## Supplied passage
- - -
I have been dating a woman for three months now. She owns a miniature dachshund and it is possibly the worst dog I've ever been in contact with. :rolleyes:

She picked this dog up when it was 7 months old. I have no idea what happened to it between the time it was born and when my girlfriend picked it up, but it could not have been good training if any. I'm thinking this dog may have been the product of dog owners who thought it would be "cool" to have puppies. She picked this dog out while it trembled in the corner because of its breed and it was a girl. Myself, I never would have chosen a dog that acted like that at least not at that age. Now onto her description.

As I sit here typing this, the dog, Sophie, is whining almost nonstop has the girlfriend is at work. This dog has known me for 3 months now and I stay the night here between 4 to 5 times a week. So, I'm not something terribly new.

Problem two: she hates going outside (read terrified). If its windy, she's terrified. If there is anything alive in view, she terrified. She hates school buses because children get off them. If you walk any amount of distance she very soon stop and need to be picked up in order to get her to move anywhere. So, the dog stays home if we go anywhere outdoors. Oh, and she hates the dark with a passion.
- - -
## Data shown
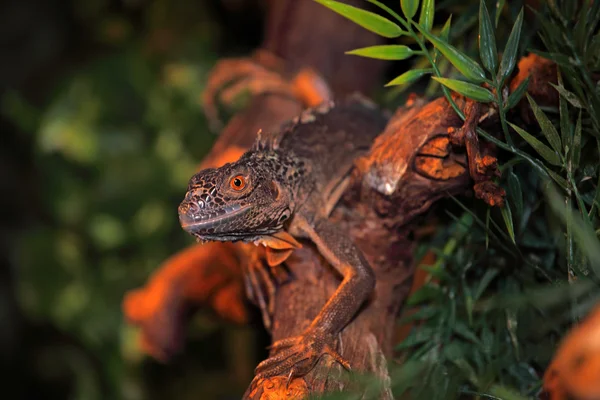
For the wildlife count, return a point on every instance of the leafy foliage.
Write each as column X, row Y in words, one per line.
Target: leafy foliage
column 507, row 283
- - -
## Problem set
1. According to the dachshund post, how old was the dog when the girlfriend picked it up?
2. Please extend the dachshund post from its final sentence onward.
The listing stands apart from the dachshund post.

## Answers to the tasks
1. She was 7 months old.

2.
She took the dog to training classes when she first got her. The trainer told her the classes were making her worse because of how petrified the dog was.

I have never had problems like this with any dog my family owned. I had them house trained and walking well early on. Of course, the dogs my family had were all taken home at 8 weeks.

I need some serious help with this dog. Its not going to cause relationship problems, but I would like to help make her a better a dog if I can. BTW, my girlfriend is the classic example of the owner who thinks their dog is so cute that they have trouble disciplining it. I'm fairly sure that my girlfriend is not helping anything with the way she acts towards her dog. I'm working on that.

Thanks for ANY help!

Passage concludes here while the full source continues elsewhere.